→ **AIM**: Can you rewrite the lines below with "Highlight" in place of every "Outline", leaving everything else unchanged?

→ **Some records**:
■ ■ ■ ■ ■ ■ ■

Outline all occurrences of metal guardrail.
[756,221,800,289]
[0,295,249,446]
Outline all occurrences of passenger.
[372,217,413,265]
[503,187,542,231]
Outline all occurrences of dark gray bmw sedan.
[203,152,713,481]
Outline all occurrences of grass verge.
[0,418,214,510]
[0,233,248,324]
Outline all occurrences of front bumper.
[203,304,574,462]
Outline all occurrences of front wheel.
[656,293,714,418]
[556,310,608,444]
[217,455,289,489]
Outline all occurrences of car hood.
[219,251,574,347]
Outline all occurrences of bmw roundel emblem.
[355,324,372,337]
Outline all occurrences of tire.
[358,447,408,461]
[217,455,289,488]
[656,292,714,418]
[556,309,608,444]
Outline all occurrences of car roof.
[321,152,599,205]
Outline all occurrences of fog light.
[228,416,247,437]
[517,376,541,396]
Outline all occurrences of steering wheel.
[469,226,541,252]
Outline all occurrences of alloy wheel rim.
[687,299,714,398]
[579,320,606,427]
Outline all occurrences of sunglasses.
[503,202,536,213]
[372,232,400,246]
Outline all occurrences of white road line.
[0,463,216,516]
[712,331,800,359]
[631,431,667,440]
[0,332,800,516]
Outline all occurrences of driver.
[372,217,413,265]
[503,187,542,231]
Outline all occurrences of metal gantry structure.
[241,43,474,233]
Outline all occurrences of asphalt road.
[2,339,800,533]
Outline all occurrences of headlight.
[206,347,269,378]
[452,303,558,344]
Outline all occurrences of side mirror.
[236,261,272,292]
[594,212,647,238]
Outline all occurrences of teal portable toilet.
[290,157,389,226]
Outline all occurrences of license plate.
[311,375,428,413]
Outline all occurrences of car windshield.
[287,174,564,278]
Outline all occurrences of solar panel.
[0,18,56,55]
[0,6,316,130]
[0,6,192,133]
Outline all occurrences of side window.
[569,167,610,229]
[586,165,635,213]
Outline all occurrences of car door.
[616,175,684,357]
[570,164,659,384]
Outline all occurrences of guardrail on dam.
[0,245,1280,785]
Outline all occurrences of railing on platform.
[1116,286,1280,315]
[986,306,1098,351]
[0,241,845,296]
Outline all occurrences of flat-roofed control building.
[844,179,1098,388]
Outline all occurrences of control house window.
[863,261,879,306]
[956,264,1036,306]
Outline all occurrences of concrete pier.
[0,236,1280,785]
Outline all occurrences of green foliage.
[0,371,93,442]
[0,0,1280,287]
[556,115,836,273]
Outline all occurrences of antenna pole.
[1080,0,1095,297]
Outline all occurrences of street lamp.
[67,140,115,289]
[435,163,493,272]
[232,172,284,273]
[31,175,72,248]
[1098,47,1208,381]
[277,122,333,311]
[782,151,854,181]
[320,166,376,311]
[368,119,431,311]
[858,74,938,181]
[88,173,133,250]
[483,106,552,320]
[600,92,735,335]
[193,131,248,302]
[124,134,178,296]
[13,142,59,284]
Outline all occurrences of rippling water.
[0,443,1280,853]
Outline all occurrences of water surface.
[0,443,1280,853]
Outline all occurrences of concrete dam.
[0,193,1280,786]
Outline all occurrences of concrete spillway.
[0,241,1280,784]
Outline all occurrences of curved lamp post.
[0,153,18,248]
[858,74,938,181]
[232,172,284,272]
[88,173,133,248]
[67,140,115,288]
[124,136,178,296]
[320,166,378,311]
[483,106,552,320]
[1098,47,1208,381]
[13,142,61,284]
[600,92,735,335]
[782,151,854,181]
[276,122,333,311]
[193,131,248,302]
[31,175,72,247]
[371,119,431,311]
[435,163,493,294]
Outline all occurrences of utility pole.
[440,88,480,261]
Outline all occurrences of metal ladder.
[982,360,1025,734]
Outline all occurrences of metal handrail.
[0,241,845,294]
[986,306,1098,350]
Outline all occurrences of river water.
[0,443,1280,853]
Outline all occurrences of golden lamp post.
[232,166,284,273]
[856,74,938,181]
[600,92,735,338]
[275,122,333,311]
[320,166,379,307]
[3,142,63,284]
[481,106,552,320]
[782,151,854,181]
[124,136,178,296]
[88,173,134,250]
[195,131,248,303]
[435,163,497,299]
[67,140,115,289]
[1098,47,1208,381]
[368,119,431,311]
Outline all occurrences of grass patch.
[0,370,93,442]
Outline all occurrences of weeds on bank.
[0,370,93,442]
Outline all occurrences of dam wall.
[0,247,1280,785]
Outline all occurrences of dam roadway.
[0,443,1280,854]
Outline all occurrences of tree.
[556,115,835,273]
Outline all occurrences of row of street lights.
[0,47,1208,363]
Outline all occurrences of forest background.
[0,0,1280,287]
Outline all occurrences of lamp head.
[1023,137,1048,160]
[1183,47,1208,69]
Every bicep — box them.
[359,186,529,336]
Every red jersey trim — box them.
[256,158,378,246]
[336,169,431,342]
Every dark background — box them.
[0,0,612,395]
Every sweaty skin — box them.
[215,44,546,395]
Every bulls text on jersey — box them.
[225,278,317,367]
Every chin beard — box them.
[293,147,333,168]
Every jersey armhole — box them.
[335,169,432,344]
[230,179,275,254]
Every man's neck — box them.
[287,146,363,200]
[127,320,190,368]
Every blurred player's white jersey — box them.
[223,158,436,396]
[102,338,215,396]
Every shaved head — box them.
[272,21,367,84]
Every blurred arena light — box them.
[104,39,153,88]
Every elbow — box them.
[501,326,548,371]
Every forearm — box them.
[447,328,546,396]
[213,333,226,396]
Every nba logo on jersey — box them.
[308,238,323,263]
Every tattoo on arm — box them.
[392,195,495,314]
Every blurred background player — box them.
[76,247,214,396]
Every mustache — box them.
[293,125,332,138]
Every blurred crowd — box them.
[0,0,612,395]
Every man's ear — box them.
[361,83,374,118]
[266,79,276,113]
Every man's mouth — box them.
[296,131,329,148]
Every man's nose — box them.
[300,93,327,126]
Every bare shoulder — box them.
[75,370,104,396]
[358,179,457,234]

■ ■ ■ ■ ■ ■ ■

→ **EXERCISE RESPONSE**:
Highlight all occurrences of metal guardrail.
[756,221,800,289]
[0,295,249,446]
Highlight all occurrences of passenger.
[372,217,413,265]
[503,187,542,231]
Highlight all occurrences of dark gray bmw sedan.
[203,152,713,481]
Highlight all occurrences of grass verge.
[0,418,214,510]
[0,233,248,324]
Highlight all occurrences of front bumper.
[203,304,574,462]
Highlight all occurrences of front wheel.
[656,293,714,418]
[556,310,608,444]
[217,455,289,489]
Highlight all occurrences of car hood.
[219,251,574,347]
Highlight all occurrences of bmw roundel emblem.
[355,324,372,337]
Highlight all occurrences of tire.
[358,447,408,461]
[217,455,289,488]
[656,292,714,418]
[556,309,608,444]
Highlight all occurrences of car roof.
[321,152,599,205]
Highlight all occurrences of fog light.
[228,416,247,437]
[517,376,541,396]
Highlight all occurrences of steering wheel.
[469,226,541,252]
Highlight all occurrences of alloy wheel rim.
[687,299,714,398]
[579,320,606,427]
Highlight all occurrences of sunglasses.
[503,202,536,213]
[372,232,400,246]
Highlight all occurrences of white road line.
[0,463,216,516]
[712,331,800,359]
[631,431,667,440]
[0,332,800,516]
Highlight all occurrences of driver.
[372,217,413,265]
[503,187,542,231]
Highlight all occurrences of metal gantry structure.
[241,43,474,233]
Highlight all occurrences of asphalt road.
[2,339,800,533]
Highlight all occurrences of headlight.
[206,347,269,378]
[452,303,558,344]
Highlight all occurrences of side mirror.
[236,261,272,292]
[594,212,647,238]
Highlight all occurrences of teal portable toilet.
[290,157,389,226]
Highlight all occurrences of license plate.
[311,375,428,413]
Highlight all occurrences of car windshield.
[287,174,564,278]
Highlight all occurrences of solar panel.
[0,18,56,55]
[0,6,316,130]
[0,6,192,133]
Highlight all occurrences of side window.
[569,167,610,229]
[586,165,635,213]
Highlight all occurrences of car door.
[616,175,684,357]
[570,164,659,384]
Highlight all occurrences of guardrail on dam.
[0,245,1280,785]
Highlight all occurrences of railing on platform.
[1116,286,1280,315]
[986,306,1098,351]
[0,241,845,296]
Highlight all occurrences of flat-roofed control building.
[844,179,1098,388]
Highlight all occurrences of control house window.
[863,261,879,306]
[956,264,1036,306]
Highlight all occurrences of concrete pier.
[0,236,1280,785]
Highlight all occurrences of green foliage.
[0,371,93,442]
[0,0,1280,287]
[556,115,836,273]
Highlight all occurrences of antenna pole.
[1080,0,1095,297]
Highlight all occurrences of street lamp.
[67,140,115,289]
[435,163,493,272]
[232,172,284,273]
[31,175,72,248]
[1098,47,1208,381]
[277,122,333,311]
[782,151,854,181]
[320,166,376,311]
[368,119,431,311]
[858,74,938,181]
[88,173,133,250]
[483,106,552,320]
[600,92,735,335]
[193,131,248,302]
[124,134,178,296]
[13,142,59,284]
Highlight all occurrences of rippling water.
[0,443,1280,853]
Highlight all occurrences of water surface.
[0,443,1280,853]
Highlight all occurrences of concrete dam.
[0,193,1280,786]
Highlight all occurrences of concrete spillway.
[0,241,1280,784]
Highlight all occurrences of curved lamp post.
[0,153,18,248]
[858,74,938,181]
[232,172,284,272]
[88,173,133,248]
[67,140,115,288]
[124,136,178,296]
[320,166,378,311]
[483,106,552,320]
[1098,47,1208,381]
[13,142,61,284]
[600,92,735,335]
[782,151,854,181]
[276,122,333,311]
[193,131,248,302]
[31,175,72,247]
[371,119,431,311]
[435,163,493,294]
Highlight all occurrences of utility pole.
[440,88,480,261]
Highlight all occurrences of metal ladder.
[982,360,1025,734]
Highlight all occurrences of metal handrail.
[0,241,845,294]
[986,306,1098,350]
Highlight all occurrences of river water.
[0,443,1280,853]
Highlight all occurrences of golden lamp post.
[232,166,284,273]
[856,74,938,181]
[600,92,735,338]
[275,122,333,311]
[320,166,379,307]
[3,142,63,284]
[481,106,552,320]
[782,151,854,181]
[124,136,178,296]
[88,173,134,250]
[195,131,248,303]
[435,163,497,299]
[67,140,115,289]
[1098,47,1208,381]
[368,119,431,311]
Highlight all occurrences of grass patch.
[0,370,93,442]
Highlight all occurrences of weeds on bank.
[0,370,93,442]
Highlight all occurrences of dam wall.
[0,247,1280,785]
Highlight all occurrences of dam roadway.
[0,443,1280,854]
Highlight all occurrences of tree.
[556,115,835,273]
Highlight all occurrences of row of street lights.
[0,47,1208,363]
Highlight all occurrences of forest background.
[0,0,1280,287]
Highlight all occurrences of lamp head.
[1023,137,1048,160]
[1183,47,1208,69]
Every bicep — box them.
[359,186,529,336]
Every red jersey trim — box them.
[256,158,378,246]
[336,169,431,342]
Every dark background — box them.
[0,0,612,395]
Every sweaty skin — box them.
[215,44,546,395]
Every bulls text on jersey — box them.
[225,278,317,367]
Every chin beard — box them.
[293,147,333,168]
Every jersey armhole — box them.
[335,169,432,344]
[230,179,275,254]
Every man's neck — box them.
[287,146,363,200]
[127,320,190,368]
Every blurred player's white jersey — box them.
[223,158,436,396]
[102,338,215,396]
Every shaved head — box them.
[272,21,367,84]
Every blurred arena light — box them.
[104,39,153,88]
Every elbow — box them.
[501,326,548,371]
Every forearm — box them.
[447,328,546,396]
[213,333,226,396]
Every nba logo on jersey — box them.
[308,238,323,263]
Every tattoo on arm — box them.
[392,195,495,314]
Every blurred background player — box them.
[76,247,214,396]
Every mustache — box them.
[293,125,332,138]
Every blurred crowd — box them.
[0,0,612,395]
Every man's ear — box them.
[361,83,374,118]
[266,79,276,113]
Every man's mouth — box them.
[296,131,329,148]
Every man's nose — box them.
[300,93,327,126]
Every bare shoulder — box them.
[75,370,104,396]
[358,179,457,234]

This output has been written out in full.